● **EXERCISE GOAL**
Will you give every entry again exactly as it stands?

Start of Block

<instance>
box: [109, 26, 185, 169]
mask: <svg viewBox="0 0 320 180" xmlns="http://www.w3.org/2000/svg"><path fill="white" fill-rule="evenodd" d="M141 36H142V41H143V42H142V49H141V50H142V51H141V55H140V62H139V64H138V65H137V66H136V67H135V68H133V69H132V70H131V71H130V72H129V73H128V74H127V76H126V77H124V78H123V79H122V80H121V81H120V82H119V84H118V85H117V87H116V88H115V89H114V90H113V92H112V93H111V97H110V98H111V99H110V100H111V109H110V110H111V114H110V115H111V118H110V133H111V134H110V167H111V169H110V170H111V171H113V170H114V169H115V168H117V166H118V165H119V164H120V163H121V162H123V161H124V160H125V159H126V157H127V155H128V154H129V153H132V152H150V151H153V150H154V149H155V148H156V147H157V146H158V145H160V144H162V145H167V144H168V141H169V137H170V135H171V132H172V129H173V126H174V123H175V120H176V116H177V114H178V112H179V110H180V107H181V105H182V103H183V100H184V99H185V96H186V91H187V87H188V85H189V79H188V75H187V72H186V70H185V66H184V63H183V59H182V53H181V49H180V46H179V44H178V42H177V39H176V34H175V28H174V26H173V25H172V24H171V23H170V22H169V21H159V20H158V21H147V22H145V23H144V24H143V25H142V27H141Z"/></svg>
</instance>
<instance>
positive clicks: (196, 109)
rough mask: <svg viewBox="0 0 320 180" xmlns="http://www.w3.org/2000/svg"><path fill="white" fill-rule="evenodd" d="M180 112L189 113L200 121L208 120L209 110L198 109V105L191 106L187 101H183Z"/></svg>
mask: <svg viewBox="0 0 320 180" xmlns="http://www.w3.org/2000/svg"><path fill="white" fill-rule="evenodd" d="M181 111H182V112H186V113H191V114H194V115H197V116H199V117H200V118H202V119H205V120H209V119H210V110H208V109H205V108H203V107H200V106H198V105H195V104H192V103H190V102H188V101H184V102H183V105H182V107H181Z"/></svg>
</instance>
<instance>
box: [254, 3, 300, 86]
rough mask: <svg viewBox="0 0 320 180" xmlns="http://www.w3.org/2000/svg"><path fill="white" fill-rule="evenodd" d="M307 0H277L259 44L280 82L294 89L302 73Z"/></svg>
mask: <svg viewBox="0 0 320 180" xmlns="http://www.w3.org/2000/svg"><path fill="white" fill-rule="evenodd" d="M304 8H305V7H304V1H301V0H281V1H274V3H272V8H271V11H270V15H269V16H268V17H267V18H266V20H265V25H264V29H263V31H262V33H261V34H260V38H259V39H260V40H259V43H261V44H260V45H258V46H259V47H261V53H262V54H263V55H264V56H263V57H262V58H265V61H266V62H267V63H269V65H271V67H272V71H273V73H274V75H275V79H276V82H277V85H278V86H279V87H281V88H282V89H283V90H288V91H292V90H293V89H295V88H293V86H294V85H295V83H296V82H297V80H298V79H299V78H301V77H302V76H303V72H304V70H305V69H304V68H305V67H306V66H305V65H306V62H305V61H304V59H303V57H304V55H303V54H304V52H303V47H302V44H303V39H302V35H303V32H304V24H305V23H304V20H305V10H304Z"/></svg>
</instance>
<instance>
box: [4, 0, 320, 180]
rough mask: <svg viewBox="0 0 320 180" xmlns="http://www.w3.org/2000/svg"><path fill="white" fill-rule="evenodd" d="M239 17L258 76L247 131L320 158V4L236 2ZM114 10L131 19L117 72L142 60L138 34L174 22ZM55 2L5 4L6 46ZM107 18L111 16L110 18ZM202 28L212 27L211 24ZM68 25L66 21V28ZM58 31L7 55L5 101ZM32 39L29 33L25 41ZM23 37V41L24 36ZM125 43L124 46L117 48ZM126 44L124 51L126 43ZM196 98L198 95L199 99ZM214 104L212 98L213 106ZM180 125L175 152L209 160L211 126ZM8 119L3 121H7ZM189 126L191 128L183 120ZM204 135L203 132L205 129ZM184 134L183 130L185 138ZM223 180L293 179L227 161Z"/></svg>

End of Block

● **RESULT FOR THIS EXERCISE**
<instance>
box: [109, 26, 185, 169]
mask: <svg viewBox="0 0 320 180" xmlns="http://www.w3.org/2000/svg"><path fill="white" fill-rule="evenodd" d="M141 36H142V41H143V42H142V49H141V50H142V51H141V55H140V62H139V64H138V65H137V66H136V67H135V68H133V69H132V70H131V71H130V72H129V73H128V74H127V76H126V77H124V78H123V79H122V80H121V81H120V82H119V84H118V85H117V87H116V88H115V89H114V90H113V92H112V93H111V97H110V98H111V99H110V100H111V109H110V110H111V114H110V115H111V118H110V133H111V134H110V167H111V169H110V170H111V171H113V170H114V169H115V168H117V166H118V165H119V164H120V163H121V162H123V161H124V160H125V159H126V157H127V155H128V154H129V153H132V152H150V151H153V150H154V149H155V148H156V147H157V146H158V145H160V144H162V145H167V144H168V141H169V137H170V135H171V132H172V129H173V126H174V123H175V120H176V116H177V114H178V112H179V110H180V107H181V105H182V103H183V100H184V99H185V96H186V91H187V87H188V85H189V79H188V75H187V72H186V70H185V66H184V63H183V59H182V53H181V49H180V46H179V44H178V42H177V39H176V34H175V28H174V26H173V25H172V24H171V23H170V22H169V21H159V20H158V21H147V22H145V23H144V24H143V25H142V27H141Z"/></svg>
</instance>
<instance>
positive clicks: (196, 109)
rough mask: <svg viewBox="0 0 320 180" xmlns="http://www.w3.org/2000/svg"><path fill="white" fill-rule="evenodd" d="M180 112L189 113L200 121L208 120L209 110L198 109V105L191 106L187 101H183Z"/></svg>
mask: <svg viewBox="0 0 320 180" xmlns="http://www.w3.org/2000/svg"><path fill="white" fill-rule="evenodd" d="M181 111H182V112H186V113H191V114H194V115H197V116H199V117H200V118H202V119H205V120H209V119H210V110H208V109H205V108H203V107H200V106H198V105H195V104H192V103H190V102H188V101H184V102H183V105H182V107H181Z"/></svg>
</instance>
<instance>
box: [254, 3, 300, 86]
rough mask: <svg viewBox="0 0 320 180" xmlns="http://www.w3.org/2000/svg"><path fill="white" fill-rule="evenodd" d="M307 0H277L259 44L280 82L294 89L302 73Z"/></svg>
mask: <svg viewBox="0 0 320 180" xmlns="http://www.w3.org/2000/svg"><path fill="white" fill-rule="evenodd" d="M304 8H305V7H304V1H301V0H281V1H274V3H272V8H271V11H270V15H269V16H268V17H267V18H266V20H265V25H264V29H263V31H262V33H261V34H260V38H259V39H260V40H259V43H261V44H260V45H258V46H259V47H261V53H262V54H263V55H264V56H263V57H262V58H265V61H266V62H267V63H269V65H271V67H272V71H273V73H274V75H275V79H276V82H277V85H278V86H279V87H281V88H282V89H283V90H288V91H292V90H293V89H295V88H293V86H294V85H295V83H296V82H297V80H298V79H299V78H301V77H302V76H303V72H304V70H305V69H304V68H305V67H306V66H305V65H306V62H305V61H304V59H303V57H304V55H303V54H304V52H303V47H302V44H303V39H302V35H303V32H304V24H305V23H304V20H305V10H304Z"/></svg>
</instance>
<instance>
box: [4, 0, 320, 180]
rough mask: <svg viewBox="0 0 320 180" xmlns="http://www.w3.org/2000/svg"><path fill="white" fill-rule="evenodd" d="M239 17L258 76L247 131L320 158V4L236 2ZM114 10L131 19L117 72L142 60L138 34L174 22ZM55 2L5 4L6 46ZM107 18L111 16L110 18ZM202 28L212 27L211 24ZM68 25L66 21V28ZM58 31L7 55L5 101ZM32 39L29 33L25 41ZM23 37V41L24 36ZM125 43L124 46L117 48ZM126 44L124 51L126 43ZM196 98L198 95L199 99ZM214 104L212 98L213 106ZM180 125L175 152L209 160L211 126ZM8 119L3 121H7ZM189 126L191 128L183 120ZM204 135L203 132L205 129ZM184 134L183 130L185 138ZM223 180L293 179L227 161Z"/></svg>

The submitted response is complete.